▶ TESTO DELL'ESERCIZIO
========

Massimo Carloni, com’è arrivato a conoscere l’opera di Cioran?
Nella prima metà degli anni ’90 m’imbattei in qualche suo aforisma, riportato in un libro sul Pensiero negativo e la nuova destra, dove Cioran era frettolosamente annoverato tra gli scrittori del tramonto, sulla scia di Nietzsche, Spengler, Bataille, ecc. Furono sufficienti due o tre formule, da cui emanava una luce particolare, miracolosa, per decidere di approfondire l’opera di questo scrittore a me sconosciuto, definito magiaro (sic!) in quel saggio. Così, ammaliato dal titolo, scelsi la Tentation d’exister. La vera folgorazione, tuttavia, avvenne quando da Parigi mi portarono in regalo il volume delle Opere edito da Gallimard. Il contatto diretto col suo francese, ad un tempo levigato e dirompente, fu decisivo. Mi commossero poi le foto della sua mansarda. Quest’uomo – mi dissi – non si limita a meditare intorno all’essenziale: lo vive.
Qual’è la sua interpretazione dell’opera di Cioran?
Innanzitutto, vorrei proporre una distinzione. Durante gli anni romeni, Cioran è essenzialmente un pensatore che scrive, laddove le idee e l’urgenza di liberarsene prevalgono sulla forma espositiva. Durante quel periodo di frenesia intellettuale divora di tutto, ma la febbre emotiva e la disperazione gli impediscono di elaborare pienamente ciò che assimila. Ciò a detrimento della scrittura, che risulta verbosa e sfiancante per il lettore. Il Cioran francese, al contrario, è soprattutto uno scrittore che pensa, quindi l’esigenza dello stile è avvertita come primaria, tanto più in un Paese, la Francia, che vanta una tradizione letteraria secolare, dove l’arte del bon mot assurge ai vertici dell’esperienza umana.
Parallelamente al cambiamento idiomatico, non bisogna sottovalutare il rovescio esistenziale verificatosi in quel periodo. Da intellettuale engagé in Romania, coinvolto nelle turbolente vicende politiche del suo Paese, Cioran si ritrova emigrante in Francia, a vivere d’espedienti come uno studente fuori corso. In patria, credeva ancora nella Storia, nella possibilità di incidere sul corso degli eventi, esercitando magari un ruolo a livello ideologico. In Francia è un signor nessuno, uno straniero socialmente emarginato, posizione ideale per osservare con disincanto la decadenza d’una civiltà. Qui, recupererà lo scetticismo tanto denigrato in gioventù, così come il buddhismo, filosofia a-storica per eccellenza. Attraverso un’analisi spietata affilerà le armi del dubbio, per mettere a nudo le contraddizioni d’una società ancora impregnata di visioni utopiche e religiose. Tuttavia, la prospettiva da cui osserva gli eventi rimane sempre metafisica: la Storia è il frutto di una caduta originaria, ontologica, che noi tutti continuiamo a perpetuare nel tempo.

========

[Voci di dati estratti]
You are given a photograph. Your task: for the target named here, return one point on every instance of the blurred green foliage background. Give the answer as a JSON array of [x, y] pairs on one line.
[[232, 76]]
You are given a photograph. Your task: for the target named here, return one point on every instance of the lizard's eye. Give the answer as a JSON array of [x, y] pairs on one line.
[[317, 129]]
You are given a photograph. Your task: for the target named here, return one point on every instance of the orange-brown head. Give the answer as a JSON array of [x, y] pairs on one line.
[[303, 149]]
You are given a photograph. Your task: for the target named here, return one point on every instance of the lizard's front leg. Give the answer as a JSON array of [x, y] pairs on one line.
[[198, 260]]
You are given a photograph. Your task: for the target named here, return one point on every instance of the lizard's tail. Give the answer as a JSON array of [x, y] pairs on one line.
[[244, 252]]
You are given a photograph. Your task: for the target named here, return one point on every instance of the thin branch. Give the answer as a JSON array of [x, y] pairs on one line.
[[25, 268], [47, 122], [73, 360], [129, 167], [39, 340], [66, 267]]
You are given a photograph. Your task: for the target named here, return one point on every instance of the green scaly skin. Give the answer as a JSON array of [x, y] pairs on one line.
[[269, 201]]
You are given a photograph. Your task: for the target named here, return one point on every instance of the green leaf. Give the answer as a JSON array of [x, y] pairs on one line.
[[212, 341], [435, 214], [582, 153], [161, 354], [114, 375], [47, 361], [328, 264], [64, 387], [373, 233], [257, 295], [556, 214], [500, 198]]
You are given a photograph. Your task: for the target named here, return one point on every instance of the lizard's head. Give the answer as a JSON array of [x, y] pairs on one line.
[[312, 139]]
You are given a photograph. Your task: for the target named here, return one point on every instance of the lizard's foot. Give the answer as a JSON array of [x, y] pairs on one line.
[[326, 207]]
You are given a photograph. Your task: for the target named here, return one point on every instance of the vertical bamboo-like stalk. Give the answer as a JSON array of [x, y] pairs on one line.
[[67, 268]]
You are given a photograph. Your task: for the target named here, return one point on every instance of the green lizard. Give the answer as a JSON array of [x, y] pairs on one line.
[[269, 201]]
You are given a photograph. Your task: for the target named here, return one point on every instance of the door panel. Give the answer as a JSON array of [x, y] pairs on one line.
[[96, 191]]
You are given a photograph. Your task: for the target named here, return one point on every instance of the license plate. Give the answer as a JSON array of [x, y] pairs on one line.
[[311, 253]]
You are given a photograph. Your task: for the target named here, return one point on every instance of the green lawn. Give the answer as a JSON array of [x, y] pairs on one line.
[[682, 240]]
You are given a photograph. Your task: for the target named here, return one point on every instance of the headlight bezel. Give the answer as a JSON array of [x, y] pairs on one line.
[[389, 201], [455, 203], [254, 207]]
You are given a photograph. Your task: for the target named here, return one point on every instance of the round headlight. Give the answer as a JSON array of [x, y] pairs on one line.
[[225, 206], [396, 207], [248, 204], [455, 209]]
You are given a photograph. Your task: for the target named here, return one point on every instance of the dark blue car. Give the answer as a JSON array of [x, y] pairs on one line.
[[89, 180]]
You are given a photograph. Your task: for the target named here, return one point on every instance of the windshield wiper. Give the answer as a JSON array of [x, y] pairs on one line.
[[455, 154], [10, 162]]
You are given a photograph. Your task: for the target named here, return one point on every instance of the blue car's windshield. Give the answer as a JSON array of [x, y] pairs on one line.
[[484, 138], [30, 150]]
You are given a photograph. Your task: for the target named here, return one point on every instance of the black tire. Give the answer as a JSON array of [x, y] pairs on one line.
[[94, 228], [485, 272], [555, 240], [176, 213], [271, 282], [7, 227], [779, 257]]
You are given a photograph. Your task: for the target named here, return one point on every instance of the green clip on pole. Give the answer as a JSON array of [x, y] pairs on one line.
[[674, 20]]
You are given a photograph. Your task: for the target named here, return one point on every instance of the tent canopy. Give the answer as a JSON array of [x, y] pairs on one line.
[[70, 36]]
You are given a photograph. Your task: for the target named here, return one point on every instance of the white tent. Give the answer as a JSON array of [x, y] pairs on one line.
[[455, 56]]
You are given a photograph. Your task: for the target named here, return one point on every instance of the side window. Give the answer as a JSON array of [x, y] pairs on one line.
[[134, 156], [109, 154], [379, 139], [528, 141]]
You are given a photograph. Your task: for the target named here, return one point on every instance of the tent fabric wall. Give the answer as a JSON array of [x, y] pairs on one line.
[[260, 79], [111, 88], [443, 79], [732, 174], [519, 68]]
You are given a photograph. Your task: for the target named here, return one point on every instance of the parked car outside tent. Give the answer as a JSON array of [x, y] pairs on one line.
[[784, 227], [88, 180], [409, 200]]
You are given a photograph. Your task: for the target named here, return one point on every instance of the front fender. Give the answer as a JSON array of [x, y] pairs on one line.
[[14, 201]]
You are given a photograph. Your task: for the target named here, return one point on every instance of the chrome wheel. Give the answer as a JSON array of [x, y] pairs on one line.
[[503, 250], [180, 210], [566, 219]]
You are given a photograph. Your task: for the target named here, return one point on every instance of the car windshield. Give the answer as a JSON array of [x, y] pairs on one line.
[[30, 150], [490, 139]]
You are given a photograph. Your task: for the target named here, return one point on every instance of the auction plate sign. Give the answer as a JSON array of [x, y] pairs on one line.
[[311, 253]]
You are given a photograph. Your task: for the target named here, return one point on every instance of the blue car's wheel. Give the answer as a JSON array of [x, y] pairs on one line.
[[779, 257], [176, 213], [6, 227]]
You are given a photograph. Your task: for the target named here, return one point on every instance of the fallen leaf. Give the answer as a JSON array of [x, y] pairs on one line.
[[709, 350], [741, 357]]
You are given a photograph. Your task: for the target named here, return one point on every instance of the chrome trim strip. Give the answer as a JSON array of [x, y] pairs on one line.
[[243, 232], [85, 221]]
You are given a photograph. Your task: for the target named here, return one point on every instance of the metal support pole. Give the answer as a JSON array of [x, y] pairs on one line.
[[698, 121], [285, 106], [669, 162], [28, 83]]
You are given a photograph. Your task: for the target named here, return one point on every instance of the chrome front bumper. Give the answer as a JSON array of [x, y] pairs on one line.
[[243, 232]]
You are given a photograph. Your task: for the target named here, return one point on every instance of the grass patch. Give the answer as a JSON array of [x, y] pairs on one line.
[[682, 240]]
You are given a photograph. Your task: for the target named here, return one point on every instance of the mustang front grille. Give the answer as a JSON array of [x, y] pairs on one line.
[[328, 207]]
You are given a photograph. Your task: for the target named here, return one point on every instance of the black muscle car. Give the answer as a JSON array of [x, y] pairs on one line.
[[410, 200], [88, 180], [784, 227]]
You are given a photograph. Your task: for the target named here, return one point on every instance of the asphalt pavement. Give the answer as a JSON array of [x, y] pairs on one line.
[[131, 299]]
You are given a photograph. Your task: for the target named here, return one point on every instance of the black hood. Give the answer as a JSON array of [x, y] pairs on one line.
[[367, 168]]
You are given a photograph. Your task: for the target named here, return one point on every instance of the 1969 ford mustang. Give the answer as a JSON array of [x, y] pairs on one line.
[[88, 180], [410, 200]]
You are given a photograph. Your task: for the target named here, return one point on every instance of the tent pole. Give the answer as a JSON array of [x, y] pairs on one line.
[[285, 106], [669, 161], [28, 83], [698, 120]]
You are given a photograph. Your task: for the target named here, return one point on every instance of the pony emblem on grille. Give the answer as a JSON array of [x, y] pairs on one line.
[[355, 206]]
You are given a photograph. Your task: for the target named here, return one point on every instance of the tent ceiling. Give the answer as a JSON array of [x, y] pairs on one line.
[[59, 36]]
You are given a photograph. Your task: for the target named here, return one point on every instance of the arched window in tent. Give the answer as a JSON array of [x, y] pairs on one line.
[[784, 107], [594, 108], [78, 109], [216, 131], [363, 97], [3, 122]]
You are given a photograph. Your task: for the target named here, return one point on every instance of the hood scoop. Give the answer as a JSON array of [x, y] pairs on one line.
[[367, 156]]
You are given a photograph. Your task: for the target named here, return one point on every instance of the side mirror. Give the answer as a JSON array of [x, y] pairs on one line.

========

▶ DOMANDE DI STUDIO
(1) Elenca tutti gli scrittori che l'intervista su Cioran nomina come quelli sulla cui scia Cioran veniva annoverato tra gli scrittori del tramonto.
(2) Riporta fedelmente il passo dell'intervista su Cioran che inizia con le parole "Qual’è la sua" e termina con "vertici dell’esperienza umana.".

▶ ESERCIZIO SVOLTO
(1) Nietzsche, Spengler, Bataille

(2)
Qual’è la sua interpretazione dell’opera di Cioran?
Innanzitutto, vorrei proporre una distinzione. Durante gli anni romeni, Cioran è essenzialmente un pensatore che scrive, laddove le idee e l’urgenza di liberarsene prevalgono sulla forma espositiva. Durante quel periodo di frenesia intellettuale divora di tutto, ma la febbre emotiva e la disperazione gli impediscono di elaborare pienamente ciò che assimila. Ciò a detrimento della scrittura, che risulta verbosa e sfiancante per il lettore. Il Cioran francese, al contrario, è soprattutto uno scrittore che pensa, quindi l’esigenza dello stile è avvertita come primaria, tanto più in un Paese, la Francia, che vanta una tradizione letteraria secolare, dove l’arte del bon mot assurge ai vertici dell’esperienza umana.